COMPITO A: Individui tra le voci riportate più avanti ogni riga che contiene la stringa "bokeh" e la trascriva, distinguendo tra maiuscole e minuscole.

BRANO:
"""

Si pensò quindi di realizzare una copia della vicina chiesa del Gesù – la sede dell’ordine –, che sfoggia una grande cupola realizzata dal Vignola. La chiesa venne costruita senza grandi intoppi, ma la cupola era tutta un’altra cosa; necessitava di un progetto solido e di studi di portanza, ma la chiesa di Sant’Ignazio doveva essere aperta prima possibile per portare avanti l’istituto. Si decise allora di lasciare una predisposizione
per la cupola, in vista di una realizzazione successiva. Come spesso succede, la soluzione provvisoria divenne definitiva: nel 1685, ancora nessuno aveva nemmeno provato a proporre un progetto. Fu allora che un confratello gesuita, Andrea Pozzo, propose di realizzare una cupola finta, ossia creare un trompe-l’œil per riempire il buco
. D’altro canto, Pozzo era un pittore e un matematico e si era già dimostrato un maestro in questo campo.
Realizzò una tela larga 18 metri e con quella, studiando la luce, gli effetti ottici e la prospettiva, creò il suo inganno. La cupola finta infatti non è un affresco, ma una grande tela tesa sul soffitto. E l’illusione riuscì tanto bene che la cupola vera non venne mai realizzata. Pozzo divenne famoso e fu chiamato a realizzare altre sette cupole finte in tutta Europa, da Arezzo a Vienna, seppur nessuna di esse possa essere ritenuta grande e spettacolare come quella romana.

"""

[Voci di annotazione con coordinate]
"""

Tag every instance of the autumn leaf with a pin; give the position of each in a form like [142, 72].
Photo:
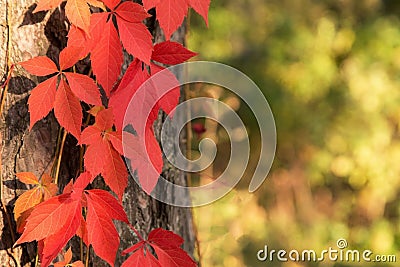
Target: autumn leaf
[131, 12]
[66, 105]
[49, 217]
[27, 178]
[171, 53]
[39, 66]
[166, 244]
[67, 109]
[120, 98]
[67, 261]
[145, 156]
[102, 208]
[101, 156]
[43, 190]
[84, 88]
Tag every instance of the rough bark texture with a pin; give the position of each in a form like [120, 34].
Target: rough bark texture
[24, 35]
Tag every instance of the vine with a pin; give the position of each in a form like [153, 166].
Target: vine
[51, 219]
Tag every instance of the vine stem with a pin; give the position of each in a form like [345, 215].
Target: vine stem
[136, 232]
[59, 156]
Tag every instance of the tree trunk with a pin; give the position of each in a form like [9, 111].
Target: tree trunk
[24, 35]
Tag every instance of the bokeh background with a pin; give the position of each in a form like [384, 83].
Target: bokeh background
[331, 73]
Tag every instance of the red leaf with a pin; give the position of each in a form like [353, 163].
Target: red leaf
[39, 66]
[105, 119]
[49, 217]
[108, 204]
[27, 178]
[91, 136]
[165, 238]
[67, 259]
[84, 88]
[107, 57]
[171, 53]
[54, 243]
[146, 157]
[131, 81]
[97, 25]
[111, 4]
[82, 232]
[47, 4]
[78, 13]
[102, 234]
[41, 100]
[201, 7]
[136, 39]
[165, 81]
[94, 158]
[170, 14]
[69, 56]
[135, 247]
[81, 182]
[26, 201]
[148, 4]
[139, 259]
[167, 247]
[116, 141]
[131, 12]
[67, 110]
[173, 257]
[114, 171]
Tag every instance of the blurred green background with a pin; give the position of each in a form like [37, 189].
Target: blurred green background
[331, 73]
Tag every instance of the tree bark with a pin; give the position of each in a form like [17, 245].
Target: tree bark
[24, 35]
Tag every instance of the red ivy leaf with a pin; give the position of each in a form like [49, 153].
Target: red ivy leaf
[171, 53]
[102, 234]
[131, 12]
[166, 244]
[67, 109]
[146, 157]
[111, 4]
[114, 171]
[165, 81]
[69, 56]
[131, 81]
[39, 66]
[139, 259]
[84, 88]
[49, 217]
[54, 243]
[27, 178]
[41, 100]
[165, 238]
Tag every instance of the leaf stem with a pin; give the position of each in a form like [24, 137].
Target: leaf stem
[136, 232]
[59, 156]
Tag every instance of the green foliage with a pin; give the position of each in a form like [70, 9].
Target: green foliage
[331, 73]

"""

COMPITO B: Ricopi integralmente il brano sulla cupola finta di Sant'Ignazio riportato sopra.

RISPOSTA CORRETTA A:
Tag every instance of the bokeh background with a pin; give the position of each in a form like [384, 83].
Target: bokeh background

RISPOSTA CORRETTA B:
Si pensò quindi di realizzare una copia della vicina chiesa del Gesù – la sede dell’ordine –, che sfoggia una grande cupola realizzata dal Vignola. La chiesa venne costruita senza grandi intoppi, ma la cupola era tutta un’altra cosa; necessitava di un progetto solido e di studi di portanza, ma la chiesa di Sant’Ignazio doveva essere aperta prima possibile per portare avanti l’istituto. Si decise allora di lasciare una predisposizione
per la cupola, in vista di una realizzazione successiva. Come spesso succede, la soluzione provvisoria divenne definitiva: nel 1685, ancora nessuno aveva nemmeno provato a proporre un progetto. Fu allora che un confratello gesuita, Andrea Pozzo, propose di realizzare una cupola finta, ossia creare un trompe-l’œil per riempire il buco
. D’altro canto, Pozzo era un pittore e un matematico e si era già dimostrato un maestro in questo campo.
Realizzò una tela larga 18 metri e con quella, studiando la luce, gli effetti ottici e la prospettiva, creò il suo inganno. La cupola finta infatti non è un affresco, ma una grande tela tesa sul soffitto. E l’illusione riuscì tanto bene che la cupola vera non venne mai realizzata. Pozzo divenne famoso e fu chiamato a realizzare altre sette cupole finte in tutta Europa, da Arezzo a Vienna, seppur nessuna di esse possa essere ritenuta grande e spettacolare come quella romana.